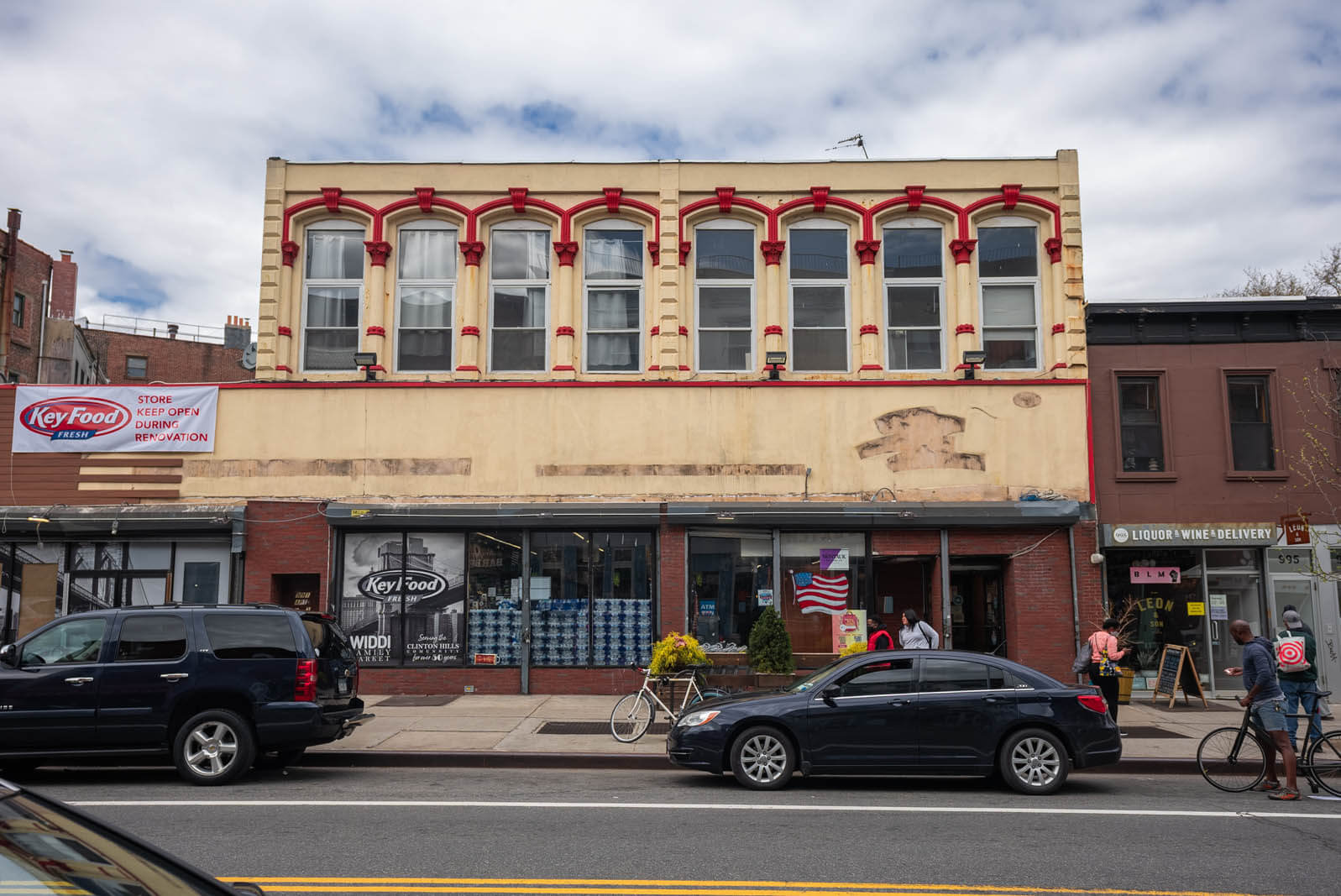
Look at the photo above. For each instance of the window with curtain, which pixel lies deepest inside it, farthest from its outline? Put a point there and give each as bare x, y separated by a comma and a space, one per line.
723, 275
1008, 275
519, 269
333, 282
1250, 422
817, 267
914, 290
426, 286
1139, 417
612, 270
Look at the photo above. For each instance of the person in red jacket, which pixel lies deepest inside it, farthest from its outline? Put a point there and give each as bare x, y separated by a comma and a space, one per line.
880, 637
1101, 642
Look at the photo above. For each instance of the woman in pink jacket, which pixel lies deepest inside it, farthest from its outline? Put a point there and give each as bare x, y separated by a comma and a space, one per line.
1101, 642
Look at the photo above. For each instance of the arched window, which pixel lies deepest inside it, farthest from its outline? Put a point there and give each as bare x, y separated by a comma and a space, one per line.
1008, 283
519, 296
914, 294
612, 314
817, 276
725, 294
333, 287
426, 287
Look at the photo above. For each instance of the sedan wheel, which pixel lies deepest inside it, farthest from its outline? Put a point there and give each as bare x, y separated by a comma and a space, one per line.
213, 747
762, 758
1035, 762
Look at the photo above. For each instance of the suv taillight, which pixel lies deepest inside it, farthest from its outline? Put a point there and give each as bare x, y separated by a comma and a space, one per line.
1093, 702
305, 686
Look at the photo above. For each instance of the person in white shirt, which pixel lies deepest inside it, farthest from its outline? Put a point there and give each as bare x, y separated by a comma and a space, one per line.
916, 635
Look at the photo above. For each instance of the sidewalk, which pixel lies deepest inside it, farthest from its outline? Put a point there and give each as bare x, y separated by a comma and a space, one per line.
574, 731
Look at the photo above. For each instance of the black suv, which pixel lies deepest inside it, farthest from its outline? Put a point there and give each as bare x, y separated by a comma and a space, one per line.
217, 686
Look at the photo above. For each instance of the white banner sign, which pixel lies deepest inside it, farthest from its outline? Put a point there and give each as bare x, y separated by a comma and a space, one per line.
94, 419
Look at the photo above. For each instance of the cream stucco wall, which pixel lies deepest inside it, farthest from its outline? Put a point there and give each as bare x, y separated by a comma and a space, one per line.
645, 442
668, 325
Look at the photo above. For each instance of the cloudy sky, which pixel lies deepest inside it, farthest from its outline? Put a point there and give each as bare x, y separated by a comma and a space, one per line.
137, 133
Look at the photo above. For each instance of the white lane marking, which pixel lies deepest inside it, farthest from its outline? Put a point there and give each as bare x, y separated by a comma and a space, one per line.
696, 806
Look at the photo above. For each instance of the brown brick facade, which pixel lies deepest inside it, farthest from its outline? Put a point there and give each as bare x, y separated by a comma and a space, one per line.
166, 359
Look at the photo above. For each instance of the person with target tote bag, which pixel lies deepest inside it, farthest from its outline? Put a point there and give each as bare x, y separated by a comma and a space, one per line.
1103, 669
1296, 662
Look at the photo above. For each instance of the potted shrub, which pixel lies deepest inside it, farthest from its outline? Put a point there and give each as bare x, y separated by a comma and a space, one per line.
770, 649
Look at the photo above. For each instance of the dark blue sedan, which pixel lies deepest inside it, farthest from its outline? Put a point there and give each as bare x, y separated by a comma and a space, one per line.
904, 712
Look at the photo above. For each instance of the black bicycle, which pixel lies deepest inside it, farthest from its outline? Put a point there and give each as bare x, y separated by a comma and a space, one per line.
1234, 759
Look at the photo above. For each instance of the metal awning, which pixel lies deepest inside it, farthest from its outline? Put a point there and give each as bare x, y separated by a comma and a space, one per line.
103, 521
755, 514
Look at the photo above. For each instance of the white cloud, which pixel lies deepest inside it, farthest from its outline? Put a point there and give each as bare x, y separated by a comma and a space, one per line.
137, 136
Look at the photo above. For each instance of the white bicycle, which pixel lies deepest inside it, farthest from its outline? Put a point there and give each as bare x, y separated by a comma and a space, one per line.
633, 714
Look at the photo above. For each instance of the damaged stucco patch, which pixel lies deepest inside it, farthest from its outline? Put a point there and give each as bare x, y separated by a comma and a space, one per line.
671, 469
919, 439
321, 467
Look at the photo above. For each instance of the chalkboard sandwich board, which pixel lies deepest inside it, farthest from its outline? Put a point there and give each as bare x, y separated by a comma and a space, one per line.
1177, 671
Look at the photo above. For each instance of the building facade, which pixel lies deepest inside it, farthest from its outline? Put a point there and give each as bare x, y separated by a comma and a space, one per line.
1215, 446
43, 290
610, 401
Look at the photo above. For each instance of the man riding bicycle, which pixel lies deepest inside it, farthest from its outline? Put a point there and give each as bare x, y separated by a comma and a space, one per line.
1267, 703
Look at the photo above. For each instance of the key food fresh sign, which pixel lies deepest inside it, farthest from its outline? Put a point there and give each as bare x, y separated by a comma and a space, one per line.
114, 419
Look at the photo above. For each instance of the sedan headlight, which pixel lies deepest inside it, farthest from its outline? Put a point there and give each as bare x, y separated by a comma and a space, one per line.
695, 719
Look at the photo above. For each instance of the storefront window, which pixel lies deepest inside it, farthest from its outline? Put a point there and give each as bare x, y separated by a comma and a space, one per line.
402, 597
1234, 579
1155, 613
621, 620
727, 574
494, 583
822, 574
561, 599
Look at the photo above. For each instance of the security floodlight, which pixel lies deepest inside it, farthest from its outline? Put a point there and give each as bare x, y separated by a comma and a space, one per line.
972, 359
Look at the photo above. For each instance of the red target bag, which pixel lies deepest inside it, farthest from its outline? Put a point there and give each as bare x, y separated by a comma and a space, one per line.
1289, 653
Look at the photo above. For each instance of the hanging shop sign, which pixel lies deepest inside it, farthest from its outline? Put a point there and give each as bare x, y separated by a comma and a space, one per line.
114, 419
1219, 608
849, 626
1296, 529
833, 558
1155, 576
1188, 536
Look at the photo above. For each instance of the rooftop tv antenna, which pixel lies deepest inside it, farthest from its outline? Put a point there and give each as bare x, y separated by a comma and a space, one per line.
856, 139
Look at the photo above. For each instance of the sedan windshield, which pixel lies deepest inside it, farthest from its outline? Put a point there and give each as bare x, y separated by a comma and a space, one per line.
813, 679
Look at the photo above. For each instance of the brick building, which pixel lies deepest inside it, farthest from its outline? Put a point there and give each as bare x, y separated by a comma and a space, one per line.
1217, 422
617, 400
43, 287
139, 350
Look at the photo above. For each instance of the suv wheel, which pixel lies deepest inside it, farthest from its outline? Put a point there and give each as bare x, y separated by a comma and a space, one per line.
213, 747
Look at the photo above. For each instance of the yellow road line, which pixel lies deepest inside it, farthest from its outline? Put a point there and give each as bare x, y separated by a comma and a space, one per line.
584, 886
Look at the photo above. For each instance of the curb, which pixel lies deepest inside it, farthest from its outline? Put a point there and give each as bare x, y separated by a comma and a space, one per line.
613, 761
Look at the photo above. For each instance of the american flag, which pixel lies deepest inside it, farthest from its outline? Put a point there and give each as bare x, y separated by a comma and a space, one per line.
821, 593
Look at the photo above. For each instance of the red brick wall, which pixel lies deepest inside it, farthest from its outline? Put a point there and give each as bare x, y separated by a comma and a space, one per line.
65, 283
31, 270
285, 537
675, 579
168, 359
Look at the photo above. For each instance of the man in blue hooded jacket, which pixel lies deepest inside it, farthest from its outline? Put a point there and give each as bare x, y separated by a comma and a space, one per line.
1267, 703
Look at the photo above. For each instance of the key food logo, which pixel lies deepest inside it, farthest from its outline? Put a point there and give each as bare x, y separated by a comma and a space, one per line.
74, 419
417, 584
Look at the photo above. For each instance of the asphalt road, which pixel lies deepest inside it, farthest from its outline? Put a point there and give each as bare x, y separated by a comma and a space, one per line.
676, 833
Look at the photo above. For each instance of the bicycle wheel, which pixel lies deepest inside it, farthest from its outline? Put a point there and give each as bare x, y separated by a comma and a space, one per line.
1324, 762
631, 716
1223, 769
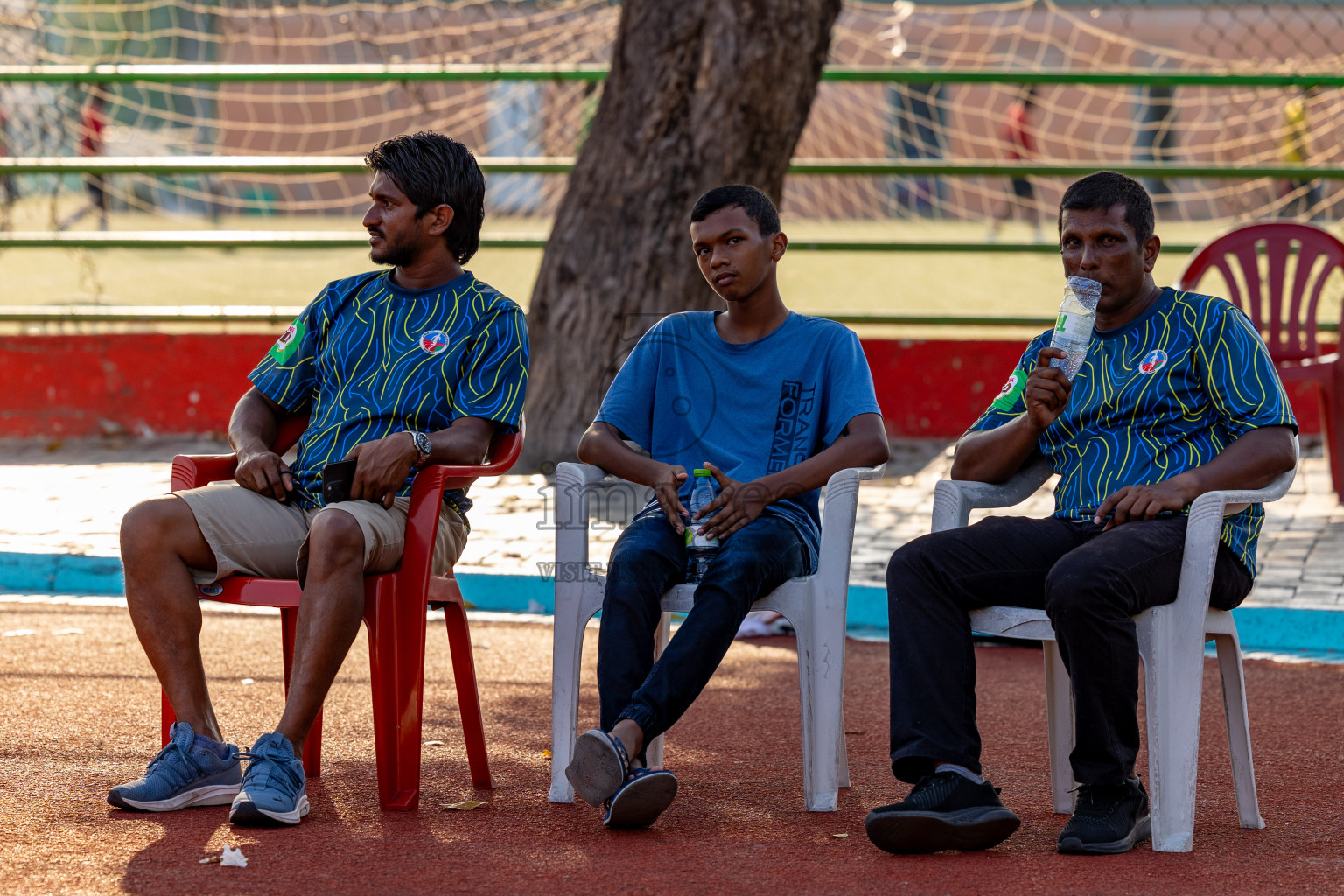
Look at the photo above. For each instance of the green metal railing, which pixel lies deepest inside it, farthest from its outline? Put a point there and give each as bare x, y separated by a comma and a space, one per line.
272, 316
564, 164
290, 165
330, 240
172, 73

====

**Objective:** Write out, exactly as given, the line containing "food logo, which" and every line after it through the end, with no pictures.

**Exercise response:**
Look at the photo above. For each instance of the key food logo, which pixel lies deepest inside it, farthest from its outline? Put a point there and give each as bare x, y separated by a comma and a space, one per line.
74, 419
417, 584
Look at the photo above. For each instance of the asphalt road, which pixel lies deepest inside it, farthest from its outline? Put a point there and give each as bare x, y separated by a comma and a space, one per line.
676, 833
Look at the photo above. For each instance of the bicycle wheel, which pixel lies deepest inside it, farthest from its outline? Put a point there and give each as bare x, y separated by a comma and a space, one per line.
1324, 762
631, 716
1223, 769
Look at the photo above. For each instance of the green metal railing, which pixel lies deepest inside it, farthest from its outline? Put a point there and give each as bare x, y separated by a comma and a space, one per line.
272, 316
564, 164
290, 165
330, 240
172, 73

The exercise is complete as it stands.